● What is required
From the first line of the data down to and including the line with "Tag the dark", copy everything exactly, leaving out pictures.

● Data for this task
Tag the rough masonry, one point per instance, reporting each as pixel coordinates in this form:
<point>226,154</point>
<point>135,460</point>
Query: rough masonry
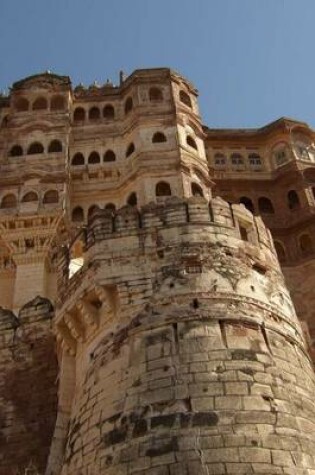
<point>146,324</point>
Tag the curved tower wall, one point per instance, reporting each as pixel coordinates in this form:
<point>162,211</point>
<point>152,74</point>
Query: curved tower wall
<point>180,349</point>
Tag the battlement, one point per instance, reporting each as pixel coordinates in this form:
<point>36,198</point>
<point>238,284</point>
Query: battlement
<point>217,214</point>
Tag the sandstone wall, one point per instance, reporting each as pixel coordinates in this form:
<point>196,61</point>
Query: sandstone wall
<point>28,387</point>
<point>189,356</point>
<point>300,280</point>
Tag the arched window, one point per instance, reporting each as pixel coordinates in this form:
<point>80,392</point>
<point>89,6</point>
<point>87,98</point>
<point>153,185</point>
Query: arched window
<point>280,251</point>
<point>77,159</point>
<point>191,142</point>
<point>30,197</point>
<point>237,159</point>
<point>163,189</point>
<point>110,207</point>
<point>185,99</point>
<point>108,112</point>
<point>109,156</point>
<point>132,199</point>
<point>254,159</point>
<point>9,201</point>
<point>57,103</point>
<point>219,160</point>
<point>22,104</point>
<point>128,105</point>
<point>293,200</point>
<point>265,205</point>
<point>16,151</point>
<point>55,146</point>
<point>92,210</point>
<point>94,158</point>
<point>247,202</point>
<point>306,245</point>
<point>34,148</point>
<point>40,104</point>
<point>94,113</point>
<point>79,114</point>
<point>196,189</point>
<point>51,196</point>
<point>77,214</point>
<point>130,149</point>
<point>155,94</point>
<point>158,137</point>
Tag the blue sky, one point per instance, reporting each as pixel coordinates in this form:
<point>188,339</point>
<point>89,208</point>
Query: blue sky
<point>251,60</point>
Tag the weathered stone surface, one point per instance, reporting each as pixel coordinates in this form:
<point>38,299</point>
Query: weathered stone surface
<point>178,346</point>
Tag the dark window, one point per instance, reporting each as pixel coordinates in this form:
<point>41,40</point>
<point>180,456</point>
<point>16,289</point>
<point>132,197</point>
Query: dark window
<point>158,137</point>
<point>163,189</point>
<point>108,112</point>
<point>79,114</point>
<point>132,200</point>
<point>191,142</point>
<point>130,149</point>
<point>247,202</point>
<point>77,214</point>
<point>109,156</point>
<point>128,105</point>
<point>184,98</point>
<point>30,197</point>
<point>9,201</point>
<point>254,159</point>
<point>94,158</point>
<point>55,146</point>
<point>280,251</point>
<point>16,151</point>
<point>22,104</point>
<point>265,206</point>
<point>94,113</point>
<point>5,121</point>
<point>34,148</point>
<point>293,200</point>
<point>196,190</point>
<point>57,103</point>
<point>77,159</point>
<point>306,245</point>
<point>51,196</point>
<point>219,159</point>
<point>237,159</point>
<point>40,104</point>
<point>155,94</point>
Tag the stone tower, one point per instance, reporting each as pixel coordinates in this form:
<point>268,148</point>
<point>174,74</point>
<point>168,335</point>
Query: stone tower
<point>178,346</point>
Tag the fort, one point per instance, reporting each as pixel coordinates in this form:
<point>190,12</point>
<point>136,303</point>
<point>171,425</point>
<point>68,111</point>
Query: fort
<point>157,308</point>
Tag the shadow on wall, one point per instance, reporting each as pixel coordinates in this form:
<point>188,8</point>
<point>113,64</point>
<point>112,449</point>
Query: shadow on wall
<point>28,397</point>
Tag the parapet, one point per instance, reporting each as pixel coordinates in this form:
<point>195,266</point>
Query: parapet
<point>235,220</point>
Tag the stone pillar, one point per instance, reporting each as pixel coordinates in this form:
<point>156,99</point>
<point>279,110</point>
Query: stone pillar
<point>189,357</point>
<point>30,280</point>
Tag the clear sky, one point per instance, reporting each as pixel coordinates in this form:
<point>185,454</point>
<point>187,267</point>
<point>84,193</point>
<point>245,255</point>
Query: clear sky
<point>251,60</point>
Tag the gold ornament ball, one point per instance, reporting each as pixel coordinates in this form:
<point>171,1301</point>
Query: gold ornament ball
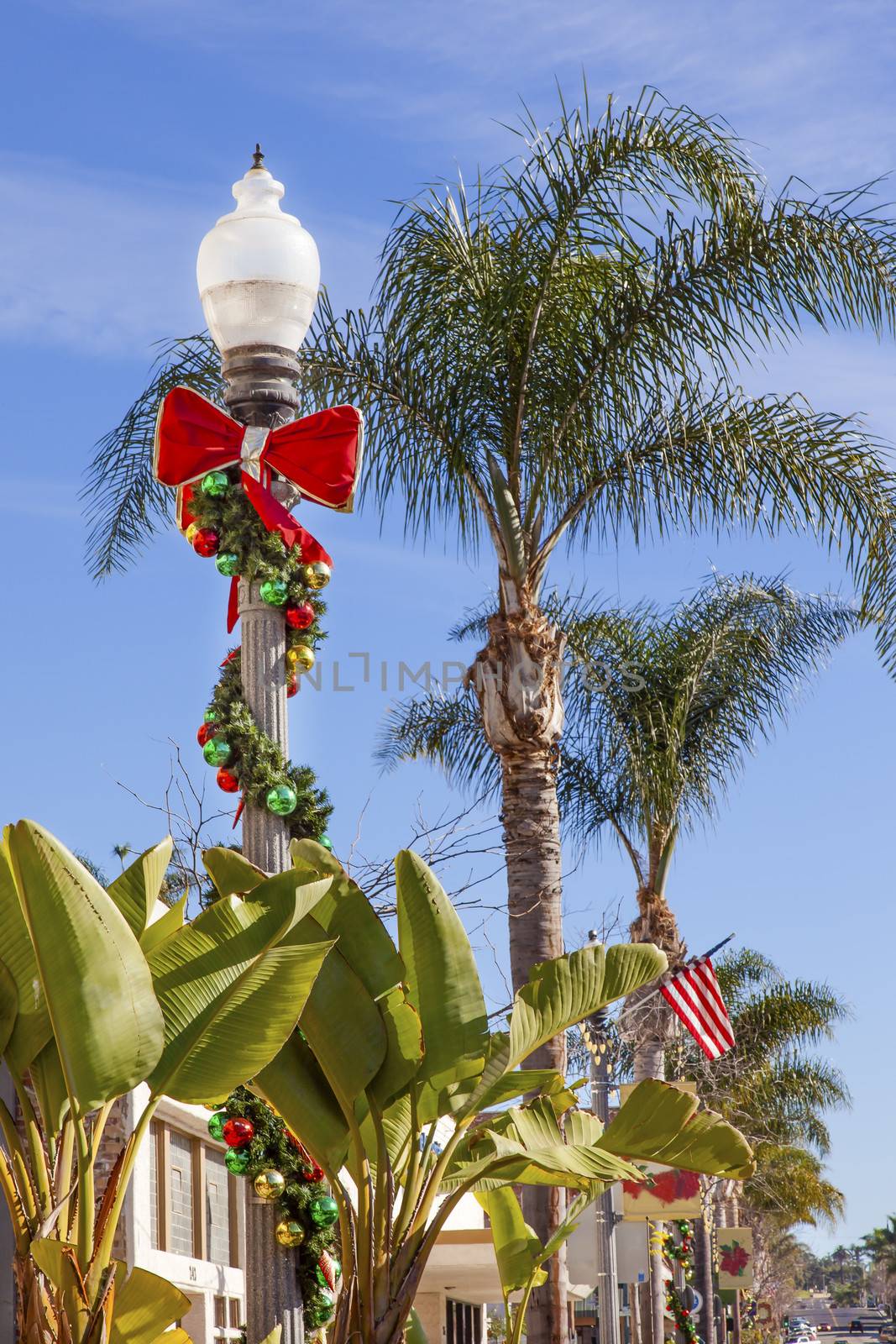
<point>269,1184</point>
<point>289,1233</point>
<point>300,656</point>
<point>317,575</point>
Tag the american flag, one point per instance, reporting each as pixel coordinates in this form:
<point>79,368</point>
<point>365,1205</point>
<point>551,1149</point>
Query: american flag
<point>694,996</point>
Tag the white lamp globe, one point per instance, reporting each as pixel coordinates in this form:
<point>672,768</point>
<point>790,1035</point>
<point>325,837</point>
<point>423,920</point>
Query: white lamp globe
<point>258,270</point>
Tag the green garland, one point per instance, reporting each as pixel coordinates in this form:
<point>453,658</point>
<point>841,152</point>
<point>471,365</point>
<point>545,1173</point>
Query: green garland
<point>271,1149</point>
<point>228,528</point>
<point>259,764</point>
<point>681,1253</point>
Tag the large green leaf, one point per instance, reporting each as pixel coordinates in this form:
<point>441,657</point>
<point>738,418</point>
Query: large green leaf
<point>231,873</point>
<point>164,927</point>
<point>347,914</point>
<point>136,890</point>
<point>560,994</point>
<point>89,967</point>
<point>295,1085</point>
<point>661,1124</point>
<point>570,988</point>
<point>343,1025</point>
<point>516,1247</point>
<point>499,1160</point>
<point>8,1005</point>
<point>403,1046</point>
<point>228,994</point>
<point>31,1027</point>
<point>144,1307</point>
<point>443,984</point>
<point>49,1084</point>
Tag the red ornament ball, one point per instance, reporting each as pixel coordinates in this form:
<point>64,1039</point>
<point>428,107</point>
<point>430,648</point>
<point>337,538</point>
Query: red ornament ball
<point>206,542</point>
<point>300,617</point>
<point>238,1132</point>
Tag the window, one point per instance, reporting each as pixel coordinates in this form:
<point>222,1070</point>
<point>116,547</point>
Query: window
<point>181,1234</point>
<point>228,1312</point>
<point>155,1140</point>
<point>464,1323</point>
<point>192,1200</point>
<point>217,1207</point>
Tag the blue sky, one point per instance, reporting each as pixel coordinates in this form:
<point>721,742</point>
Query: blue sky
<point>123,129</point>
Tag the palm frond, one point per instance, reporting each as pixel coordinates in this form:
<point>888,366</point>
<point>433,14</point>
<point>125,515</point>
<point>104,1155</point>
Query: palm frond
<point>123,503</point>
<point>446,732</point>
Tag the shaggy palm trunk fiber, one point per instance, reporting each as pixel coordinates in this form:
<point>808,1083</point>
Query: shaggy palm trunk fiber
<point>517,682</point>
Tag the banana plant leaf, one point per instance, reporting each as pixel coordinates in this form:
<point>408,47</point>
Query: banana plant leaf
<point>231,873</point>
<point>347,914</point>
<point>443,979</point>
<point>517,1250</point>
<point>87,967</point>
<point>295,1085</point>
<point>661,1124</point>
<point>230,991</point>
<point>560,994</point>
<point>160,929</point>
<point>136,890</point>
<point>144,1307</point>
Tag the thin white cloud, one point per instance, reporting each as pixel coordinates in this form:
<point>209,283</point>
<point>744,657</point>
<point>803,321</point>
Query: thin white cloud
<point>107,265</point>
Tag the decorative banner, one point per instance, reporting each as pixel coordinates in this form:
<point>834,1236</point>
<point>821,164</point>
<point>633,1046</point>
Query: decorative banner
<point>673,1194</point>
<point>735,1257</point>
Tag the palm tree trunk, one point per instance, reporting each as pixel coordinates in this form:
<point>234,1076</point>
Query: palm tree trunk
<point>532,850</point>
<point>517,682</point>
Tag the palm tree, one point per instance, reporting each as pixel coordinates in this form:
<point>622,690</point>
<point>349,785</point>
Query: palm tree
<point>777,1085</point>
<point>555,355</point>
<point>663,710</point>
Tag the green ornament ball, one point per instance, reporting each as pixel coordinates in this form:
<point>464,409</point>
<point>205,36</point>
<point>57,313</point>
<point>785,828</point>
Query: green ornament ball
<point>322,1277</point>
<point>275,591</point>
<point>217,752</point>
<point>269,1184</point>
<point>281,800</point>
<point>322,1211</point>
<point>217,1126</point>
<point>322,1310</point>
<point>228,564</point>
<point>237,1160</point>
<point>215,484</point>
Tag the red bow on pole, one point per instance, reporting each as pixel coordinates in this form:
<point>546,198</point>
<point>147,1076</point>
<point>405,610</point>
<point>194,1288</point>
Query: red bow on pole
<point>320,454</point>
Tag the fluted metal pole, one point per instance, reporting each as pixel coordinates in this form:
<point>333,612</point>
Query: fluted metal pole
<point>605,1215</point>
<point>261,391</point>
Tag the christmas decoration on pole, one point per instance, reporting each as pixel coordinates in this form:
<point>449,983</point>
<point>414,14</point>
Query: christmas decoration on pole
<point>284,1175</point>
<point>680,1252</point>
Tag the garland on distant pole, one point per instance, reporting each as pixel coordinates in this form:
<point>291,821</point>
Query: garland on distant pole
<point>228,528</point>
<point>284,1173</point>
<point>681,1253</point>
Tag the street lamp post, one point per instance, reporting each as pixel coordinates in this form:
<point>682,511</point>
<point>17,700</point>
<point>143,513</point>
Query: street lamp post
<point>609,1330</point>
<point>258,273</point>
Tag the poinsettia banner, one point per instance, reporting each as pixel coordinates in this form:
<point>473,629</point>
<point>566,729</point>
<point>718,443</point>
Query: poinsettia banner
<point>671,1194</point>
<point>735,1257</point>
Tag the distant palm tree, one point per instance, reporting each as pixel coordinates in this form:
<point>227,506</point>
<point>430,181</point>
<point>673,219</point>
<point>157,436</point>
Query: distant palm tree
<point>121,853</point>
<point>553,356</point>
<point>663,711</point>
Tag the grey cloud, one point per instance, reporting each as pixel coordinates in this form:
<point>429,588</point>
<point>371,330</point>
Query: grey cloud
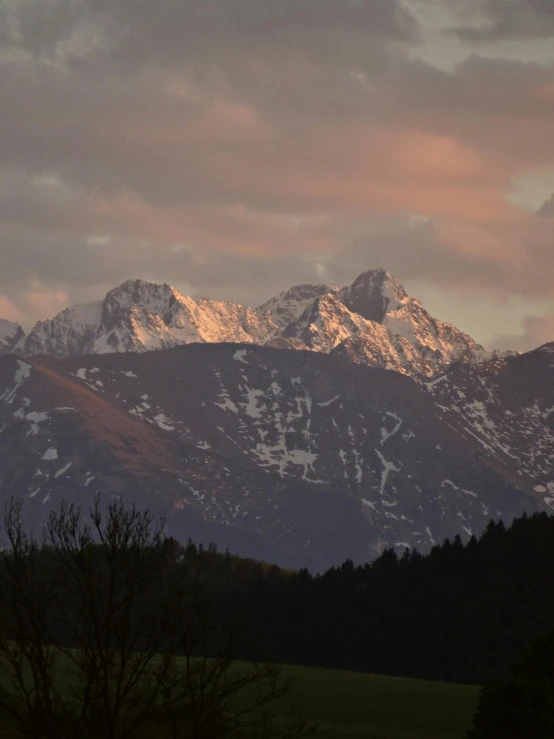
<point>547,208</point>
<point>510,19</point>
<point>536,330</point>
<point>132,31</point>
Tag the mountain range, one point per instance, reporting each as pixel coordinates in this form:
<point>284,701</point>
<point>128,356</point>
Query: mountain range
<point>326,424</point>
<point>373,321</point>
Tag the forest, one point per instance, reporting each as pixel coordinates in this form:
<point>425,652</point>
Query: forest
<point>461,613</point>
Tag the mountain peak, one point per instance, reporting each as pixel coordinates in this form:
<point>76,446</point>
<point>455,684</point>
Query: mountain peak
<point>373,294</point>
<point>11,336</point>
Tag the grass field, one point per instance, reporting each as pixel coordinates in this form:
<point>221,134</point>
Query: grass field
<point>350,704</point>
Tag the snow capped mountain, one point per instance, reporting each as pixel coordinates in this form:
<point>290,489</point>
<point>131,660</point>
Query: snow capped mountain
<point>140,316</point>
<point>69,334</point>
<point>375,322</point>
<point>11,336</point>
<point>288,306</point>
<point>298,457</point>
<point>372,321</point>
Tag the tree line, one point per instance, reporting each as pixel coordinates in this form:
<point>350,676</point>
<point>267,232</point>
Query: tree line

● Result below
Tag the rough masonry, one point per instance, reporting each as pixel coordinates in this form:
<point>226,154</point>
<point>135,460</point>
Query: rough masonry
<point>146,324</point>
Tag the curved tower wall, one point per instance, reporting each as pixel coordinates in this form:
<point>162,211</point>
<point>152,74</point>
Query: curved tower wall
<point>180,349</point>
Tag the battlement, one point per instance, reporting each as pixel coordinates in this form:
<point>36,198</point>
<point>238,284</point>
Query: battlement
<point>217,214</point>
Tag the sandstone wall, one point per instance, reporting each as pixel coordinates in this form:
<point>196,61</point>
Query: sandstone wall
<point>28,387</point>
<point>189,356</point>
<point>300,280</point>
Tag the arched window, one point per instance, reporting each as pixel coordinates in this form:
<point>80,392</point>
<point>89,6</point>
<point>87,98</point>
<point>153,185</point>
Query: arched window
<point>280,251</point>
<point>77,159</point>
<point>191,142</point>
<point>30,197</point>
<point>237,159</point>
<point>163,189</point>
<point>110,207</point>
<point>185,99</point>
<point>108,112</point>
<point>109,156</point>
<point>132,199</point>
<point>254,159</point>
<point>9,201</point>
<point>57,103</point>
<point>219,160</point>
<point>22,104</point>
<point>128,105</point>
<point>293,200</point>
<point>265,205</point>
<point>16,151</point>
<point>55,146</point>
<point>92,210</point>
<point>94,158</point>
<point>247,202</point>
<point>306,245</point>
<point>34,148</point>
<point>40,104</point>
<point>94,113</point>
<point>79,114</point>
<point>196,189</point>
<point>51,196</point>
<point>77,214</point>
<point>130,149</point>
<point>155,94</point>
<point>158,137</point>
Tag the blue sky, one point per instance, reporting each as pixel coordinates in this form:
<point>188,339</point>
<point>89,208</point>
Query: blue sky
<point>251,60</point>
Tag the weathered stone surface, one point per instance, reporting each as pixel coordinates in this form:
<point>38,299</point>
Query: weathered stone surface
<point>178,346</point>
Tag the dark window, one point per instance, reporting each as pixel coordinates in this form:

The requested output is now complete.